**REQUIRED WORK:** Collect every line from the lines below that contains the word "pink", and copy each one out.
>> BEGIN DATA LISTING
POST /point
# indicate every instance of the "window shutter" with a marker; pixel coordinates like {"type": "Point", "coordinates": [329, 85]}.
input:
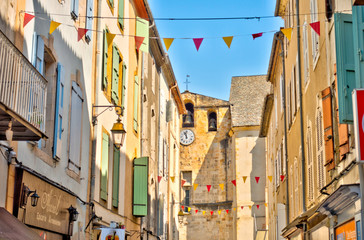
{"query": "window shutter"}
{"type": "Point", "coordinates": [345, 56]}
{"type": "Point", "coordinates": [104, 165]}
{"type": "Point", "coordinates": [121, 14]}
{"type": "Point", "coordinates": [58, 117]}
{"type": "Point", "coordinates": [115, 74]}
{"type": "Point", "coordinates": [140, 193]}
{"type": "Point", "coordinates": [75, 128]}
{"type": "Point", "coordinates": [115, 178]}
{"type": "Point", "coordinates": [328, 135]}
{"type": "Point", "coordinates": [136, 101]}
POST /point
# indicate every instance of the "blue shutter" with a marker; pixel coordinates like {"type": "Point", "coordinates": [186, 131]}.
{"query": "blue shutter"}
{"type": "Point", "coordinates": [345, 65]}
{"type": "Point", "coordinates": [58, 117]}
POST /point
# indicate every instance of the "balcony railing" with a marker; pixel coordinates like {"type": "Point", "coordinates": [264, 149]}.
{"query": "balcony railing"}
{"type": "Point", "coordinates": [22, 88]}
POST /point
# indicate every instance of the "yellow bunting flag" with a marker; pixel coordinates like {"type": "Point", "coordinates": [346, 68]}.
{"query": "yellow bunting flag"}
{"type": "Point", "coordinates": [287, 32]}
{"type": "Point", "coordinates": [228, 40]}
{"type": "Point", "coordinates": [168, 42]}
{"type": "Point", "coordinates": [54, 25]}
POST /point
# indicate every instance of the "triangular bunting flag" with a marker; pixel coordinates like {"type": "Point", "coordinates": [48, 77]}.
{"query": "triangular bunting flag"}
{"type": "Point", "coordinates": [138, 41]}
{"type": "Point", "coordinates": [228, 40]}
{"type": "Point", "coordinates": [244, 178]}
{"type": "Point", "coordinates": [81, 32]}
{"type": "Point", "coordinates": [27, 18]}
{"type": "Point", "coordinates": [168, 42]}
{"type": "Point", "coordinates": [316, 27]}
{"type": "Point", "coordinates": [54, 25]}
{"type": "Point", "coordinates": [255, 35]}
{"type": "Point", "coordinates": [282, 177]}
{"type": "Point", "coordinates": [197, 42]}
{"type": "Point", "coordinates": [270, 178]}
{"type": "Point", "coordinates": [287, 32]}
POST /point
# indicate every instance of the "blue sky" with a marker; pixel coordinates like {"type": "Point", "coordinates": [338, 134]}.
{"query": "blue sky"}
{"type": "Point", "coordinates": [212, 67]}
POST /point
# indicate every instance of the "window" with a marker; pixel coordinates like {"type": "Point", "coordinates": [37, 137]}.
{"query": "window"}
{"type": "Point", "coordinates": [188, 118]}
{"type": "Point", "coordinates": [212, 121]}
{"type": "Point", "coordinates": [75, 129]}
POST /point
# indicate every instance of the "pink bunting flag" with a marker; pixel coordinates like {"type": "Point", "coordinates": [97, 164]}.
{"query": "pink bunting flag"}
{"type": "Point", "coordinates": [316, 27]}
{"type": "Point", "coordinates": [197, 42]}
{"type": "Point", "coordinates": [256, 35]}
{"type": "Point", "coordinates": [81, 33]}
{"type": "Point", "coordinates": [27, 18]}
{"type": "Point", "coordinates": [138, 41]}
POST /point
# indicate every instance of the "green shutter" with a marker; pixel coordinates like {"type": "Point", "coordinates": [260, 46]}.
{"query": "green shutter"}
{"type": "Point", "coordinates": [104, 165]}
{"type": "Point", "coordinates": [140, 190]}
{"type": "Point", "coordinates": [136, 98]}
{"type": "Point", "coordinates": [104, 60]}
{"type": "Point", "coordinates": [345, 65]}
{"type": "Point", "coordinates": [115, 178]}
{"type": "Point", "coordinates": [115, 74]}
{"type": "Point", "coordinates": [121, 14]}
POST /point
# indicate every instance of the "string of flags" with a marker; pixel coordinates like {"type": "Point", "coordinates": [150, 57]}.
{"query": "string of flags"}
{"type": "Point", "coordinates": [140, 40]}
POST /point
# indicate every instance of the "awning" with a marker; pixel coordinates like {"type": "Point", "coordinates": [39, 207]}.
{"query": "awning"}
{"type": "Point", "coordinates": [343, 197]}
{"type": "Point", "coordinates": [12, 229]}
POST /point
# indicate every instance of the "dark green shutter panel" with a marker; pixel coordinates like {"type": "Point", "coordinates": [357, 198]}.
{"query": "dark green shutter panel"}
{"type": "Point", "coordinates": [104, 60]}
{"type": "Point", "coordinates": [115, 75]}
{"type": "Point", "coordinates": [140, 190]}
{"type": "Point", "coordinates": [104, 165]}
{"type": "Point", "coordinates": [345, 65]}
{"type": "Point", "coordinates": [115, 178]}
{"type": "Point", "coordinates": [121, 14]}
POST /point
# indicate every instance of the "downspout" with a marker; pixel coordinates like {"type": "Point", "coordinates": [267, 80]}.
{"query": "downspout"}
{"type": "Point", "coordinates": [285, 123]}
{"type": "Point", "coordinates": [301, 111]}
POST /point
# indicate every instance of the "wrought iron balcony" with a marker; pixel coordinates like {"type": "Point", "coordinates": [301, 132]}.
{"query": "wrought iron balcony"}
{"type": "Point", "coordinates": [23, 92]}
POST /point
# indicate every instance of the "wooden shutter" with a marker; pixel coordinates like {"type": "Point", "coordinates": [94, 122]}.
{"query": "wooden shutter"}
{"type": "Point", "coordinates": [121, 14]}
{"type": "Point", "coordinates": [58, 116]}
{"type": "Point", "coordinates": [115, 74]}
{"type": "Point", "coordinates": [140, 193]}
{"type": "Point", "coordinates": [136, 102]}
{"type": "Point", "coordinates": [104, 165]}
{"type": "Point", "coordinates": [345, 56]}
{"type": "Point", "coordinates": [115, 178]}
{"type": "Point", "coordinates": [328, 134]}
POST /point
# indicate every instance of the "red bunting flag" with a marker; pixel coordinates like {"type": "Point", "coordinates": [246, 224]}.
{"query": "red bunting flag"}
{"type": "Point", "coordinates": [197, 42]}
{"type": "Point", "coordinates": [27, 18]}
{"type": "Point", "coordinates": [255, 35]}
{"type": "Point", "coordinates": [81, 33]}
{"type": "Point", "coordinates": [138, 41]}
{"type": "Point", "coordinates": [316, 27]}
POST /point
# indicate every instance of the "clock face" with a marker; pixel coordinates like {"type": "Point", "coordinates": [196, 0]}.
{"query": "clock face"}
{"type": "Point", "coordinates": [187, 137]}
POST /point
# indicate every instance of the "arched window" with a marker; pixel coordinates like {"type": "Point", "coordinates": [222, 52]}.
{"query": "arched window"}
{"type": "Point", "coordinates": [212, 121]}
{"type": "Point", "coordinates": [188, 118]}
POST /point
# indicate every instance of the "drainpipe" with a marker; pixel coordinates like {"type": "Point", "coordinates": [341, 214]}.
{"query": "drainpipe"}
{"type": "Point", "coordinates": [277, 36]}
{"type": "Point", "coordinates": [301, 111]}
>> END DATA LISTING
>> BEGIN DATA LISTING
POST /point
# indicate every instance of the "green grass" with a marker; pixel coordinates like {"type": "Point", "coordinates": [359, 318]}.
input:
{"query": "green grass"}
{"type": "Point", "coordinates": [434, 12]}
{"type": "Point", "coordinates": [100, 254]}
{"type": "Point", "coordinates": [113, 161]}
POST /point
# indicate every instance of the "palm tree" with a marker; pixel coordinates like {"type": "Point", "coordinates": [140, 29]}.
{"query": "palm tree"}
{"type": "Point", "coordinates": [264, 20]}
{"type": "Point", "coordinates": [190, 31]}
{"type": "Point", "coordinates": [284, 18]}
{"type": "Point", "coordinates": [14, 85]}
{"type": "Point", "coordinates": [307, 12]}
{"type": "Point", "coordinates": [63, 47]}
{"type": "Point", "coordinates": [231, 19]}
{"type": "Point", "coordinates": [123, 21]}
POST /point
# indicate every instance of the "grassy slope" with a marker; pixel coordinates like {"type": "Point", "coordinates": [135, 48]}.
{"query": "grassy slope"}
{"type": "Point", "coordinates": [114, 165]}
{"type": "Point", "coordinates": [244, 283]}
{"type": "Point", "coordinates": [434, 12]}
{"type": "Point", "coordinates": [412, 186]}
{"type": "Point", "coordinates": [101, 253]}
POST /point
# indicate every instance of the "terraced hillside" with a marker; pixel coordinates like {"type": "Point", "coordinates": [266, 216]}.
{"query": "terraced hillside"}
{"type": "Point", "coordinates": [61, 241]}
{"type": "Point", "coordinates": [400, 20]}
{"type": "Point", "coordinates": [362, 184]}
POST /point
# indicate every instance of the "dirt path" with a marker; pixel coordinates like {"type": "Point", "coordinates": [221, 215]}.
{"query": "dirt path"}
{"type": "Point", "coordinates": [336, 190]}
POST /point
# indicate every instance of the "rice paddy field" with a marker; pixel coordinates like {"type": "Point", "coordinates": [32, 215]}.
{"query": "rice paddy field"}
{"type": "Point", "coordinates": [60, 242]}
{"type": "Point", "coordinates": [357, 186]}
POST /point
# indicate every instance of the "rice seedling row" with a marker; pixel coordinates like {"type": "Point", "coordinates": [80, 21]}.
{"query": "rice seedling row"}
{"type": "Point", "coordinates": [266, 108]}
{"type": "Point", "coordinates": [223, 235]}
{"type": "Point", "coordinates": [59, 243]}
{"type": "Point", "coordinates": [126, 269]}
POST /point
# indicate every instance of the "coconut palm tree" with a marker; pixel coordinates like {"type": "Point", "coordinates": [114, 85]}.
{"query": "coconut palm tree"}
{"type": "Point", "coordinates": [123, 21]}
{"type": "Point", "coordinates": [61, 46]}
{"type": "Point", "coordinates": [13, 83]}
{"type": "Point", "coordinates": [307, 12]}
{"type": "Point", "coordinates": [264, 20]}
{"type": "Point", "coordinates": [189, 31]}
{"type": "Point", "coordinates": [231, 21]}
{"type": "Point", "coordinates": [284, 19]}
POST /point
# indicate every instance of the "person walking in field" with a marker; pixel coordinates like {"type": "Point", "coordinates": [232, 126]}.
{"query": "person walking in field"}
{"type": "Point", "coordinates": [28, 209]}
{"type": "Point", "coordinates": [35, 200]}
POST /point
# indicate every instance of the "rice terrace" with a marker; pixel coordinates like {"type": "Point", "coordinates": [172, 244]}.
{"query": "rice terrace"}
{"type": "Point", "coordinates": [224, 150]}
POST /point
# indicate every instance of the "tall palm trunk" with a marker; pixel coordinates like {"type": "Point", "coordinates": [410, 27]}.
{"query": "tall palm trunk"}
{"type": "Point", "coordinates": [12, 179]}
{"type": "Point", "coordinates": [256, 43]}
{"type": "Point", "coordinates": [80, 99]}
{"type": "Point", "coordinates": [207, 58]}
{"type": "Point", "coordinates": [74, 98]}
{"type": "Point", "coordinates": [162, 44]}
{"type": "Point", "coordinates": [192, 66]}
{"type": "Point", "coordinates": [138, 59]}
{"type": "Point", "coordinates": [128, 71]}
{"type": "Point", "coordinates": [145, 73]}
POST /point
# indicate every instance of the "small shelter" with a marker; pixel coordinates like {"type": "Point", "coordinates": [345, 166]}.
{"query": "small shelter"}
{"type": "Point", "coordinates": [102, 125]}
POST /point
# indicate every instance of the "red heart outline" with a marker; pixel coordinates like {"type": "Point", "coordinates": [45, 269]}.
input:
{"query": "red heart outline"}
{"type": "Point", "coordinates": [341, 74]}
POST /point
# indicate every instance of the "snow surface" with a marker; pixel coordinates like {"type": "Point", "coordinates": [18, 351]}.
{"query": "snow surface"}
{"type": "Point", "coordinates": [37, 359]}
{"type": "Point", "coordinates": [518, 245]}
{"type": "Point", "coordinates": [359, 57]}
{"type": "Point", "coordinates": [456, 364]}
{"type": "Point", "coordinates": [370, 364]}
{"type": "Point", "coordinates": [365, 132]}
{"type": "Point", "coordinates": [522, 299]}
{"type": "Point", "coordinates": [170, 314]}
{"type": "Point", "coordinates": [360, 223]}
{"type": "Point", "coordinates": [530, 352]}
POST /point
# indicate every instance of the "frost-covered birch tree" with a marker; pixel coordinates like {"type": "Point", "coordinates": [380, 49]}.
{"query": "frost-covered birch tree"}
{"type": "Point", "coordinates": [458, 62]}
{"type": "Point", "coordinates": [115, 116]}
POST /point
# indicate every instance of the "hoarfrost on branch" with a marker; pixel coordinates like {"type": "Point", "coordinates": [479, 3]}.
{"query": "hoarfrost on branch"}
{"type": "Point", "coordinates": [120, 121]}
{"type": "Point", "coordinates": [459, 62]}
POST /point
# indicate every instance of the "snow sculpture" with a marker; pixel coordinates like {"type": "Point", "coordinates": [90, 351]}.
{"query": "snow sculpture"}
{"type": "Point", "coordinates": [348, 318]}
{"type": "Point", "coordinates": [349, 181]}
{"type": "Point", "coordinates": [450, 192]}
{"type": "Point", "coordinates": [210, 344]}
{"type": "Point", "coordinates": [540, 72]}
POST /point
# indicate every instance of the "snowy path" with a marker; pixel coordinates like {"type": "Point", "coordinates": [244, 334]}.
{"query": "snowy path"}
>> END DATA LISTING
**WRITTEN REPLY:**
# indicate every instance of the "pink bunting flag" with a marker; pixel coordinates like {"type": "Point", "coordinates": [97, 164]}.
{"query": "pink bunting flag"}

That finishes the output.